*PROBLEM REQUIREMENTS*:
Rewrite every line of the data below as a numbered list, leaving out any blank lines.

*EXERCISE INPUTS*:
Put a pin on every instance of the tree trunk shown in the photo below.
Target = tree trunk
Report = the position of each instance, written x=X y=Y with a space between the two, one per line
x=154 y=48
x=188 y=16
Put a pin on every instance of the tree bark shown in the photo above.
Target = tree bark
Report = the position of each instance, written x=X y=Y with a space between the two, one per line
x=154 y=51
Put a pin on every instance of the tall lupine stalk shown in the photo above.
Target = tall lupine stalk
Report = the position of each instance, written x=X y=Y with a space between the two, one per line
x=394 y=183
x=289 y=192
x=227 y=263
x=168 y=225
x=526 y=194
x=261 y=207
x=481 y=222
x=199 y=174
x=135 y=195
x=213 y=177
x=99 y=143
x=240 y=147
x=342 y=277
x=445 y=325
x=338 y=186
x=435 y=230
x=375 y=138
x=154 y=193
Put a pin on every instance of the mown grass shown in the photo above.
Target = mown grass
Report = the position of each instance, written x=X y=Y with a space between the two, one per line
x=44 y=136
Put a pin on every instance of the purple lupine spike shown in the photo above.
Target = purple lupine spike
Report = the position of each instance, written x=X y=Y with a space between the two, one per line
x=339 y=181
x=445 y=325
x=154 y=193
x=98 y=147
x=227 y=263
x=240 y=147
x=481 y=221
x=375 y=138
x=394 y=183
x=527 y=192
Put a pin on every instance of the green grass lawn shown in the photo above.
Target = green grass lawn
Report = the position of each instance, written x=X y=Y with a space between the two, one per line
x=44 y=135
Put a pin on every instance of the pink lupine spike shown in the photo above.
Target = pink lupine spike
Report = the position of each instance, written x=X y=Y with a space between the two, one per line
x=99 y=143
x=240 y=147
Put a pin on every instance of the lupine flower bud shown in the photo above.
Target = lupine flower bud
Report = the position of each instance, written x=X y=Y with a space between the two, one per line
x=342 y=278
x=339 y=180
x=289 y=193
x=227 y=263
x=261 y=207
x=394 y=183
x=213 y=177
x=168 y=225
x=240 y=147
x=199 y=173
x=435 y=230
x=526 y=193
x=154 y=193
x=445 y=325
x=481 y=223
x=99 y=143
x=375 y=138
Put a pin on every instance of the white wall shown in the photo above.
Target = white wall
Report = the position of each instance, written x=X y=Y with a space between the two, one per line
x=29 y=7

*RESPONSE TO THIS EXERCISE*:
1. Put a pin on every instance of the tree trunk shown in the photo below.
2. Target = tree trunk
3. Report = the position of each instance, written x=X y=Y with a space between the two, one per line
4. x=154 y=48
5. x=188 y=16
6. Put a pin on every instance of the tree bark shown in the photo above.
7. Target = tree bark
8. Report = the position of each instance, written x=X y=Y with a space between the two, one per line
9. x=154 y=51
10. Put a pin on every instance of the tall lupine stalk shown in the photo above.
11. Target = tall lupine stalk
12. Report = the position of each instance, written x=X y=Y with a space between the two, one per line
13. x=394 y=183
14. x=289 y=192
15. x=227 y=263
16. x=168 y=225
17. x=526 y=194
18. x=261 y=207
19. x=481 y=222
20. x=199 y=174
21. x=135 y=195
22. x=213 y=177
23. x=99 y=143
24. x=240 y=147
25. x=342 y=277
26. x=445 y=325
27. x=338 y=186
28. x=435 y=230
29. x=375 y=138
30. x=154 y=193
31. Put a pin on every instance of the mown grass shown in the photo above.
32. Target = mown grass
33. Report = the position of each instance, written x=X y=Y with a space between the two, one per line
34. x=44 y=136
35. Put a pin on every instance of the purple lupine spike shown in the photo above.
36. Target = purple lupine spike
37. Report = the position of each instance, written x=X y=Y with a space between the two, one per line
38. x=339 y=181
39. x=445 y=325
40. x=154 y=193
41. x=98 y=147
42. x=227 y=263
43. x=240 y=147
44. x=481 y=221
45. x=375 y=138
46. x=394 y=183
47. x=527 y=192
48. Put a pin on every instance of the green grass lawn shown in the photo above.
49. Target = green grass lawn
50. Report = the position of each instance, written x=X y=Y with a space between the two, one per line
51. x=44 y=135
52. Put a pin on every instance of the pink lupine spike shown in the photo above.
53. Target = pink lupine spike
54. Report = the position of each instance, written x=X y=Y with a space between the two, one per line
55. x=99 y=143
56. x=240 y=147
57. Put a pin on every instance of the lupine flower bud shown in the photo above.
58. Target = lupine flower bud
59. Report = the position of each instance, written x=X y=Y with a space between the two, one per line
60. x=342 y=278
61. x=339 y=180
62. x=289 y=193
63. x=227 y=263
64. x=261 y=207
65. x=394 y=183
66. x=213 y=177
67. x=168 y=225
68. x=240 y=147
69. x=199 y=173
70. x=435 y=230
71. x=526 y=193
72. x=154 y=193
73. x=445 y=325
74. x=481 y=223
75. x=99 y=143
76. x=375 y=138
77. Put a pin on every instance of the white wall shown in the photo above.
78. Target = white wall
79. Report = the position of each instance, written x=X y=Y with a space between the two, one per line
80. x=29 y=7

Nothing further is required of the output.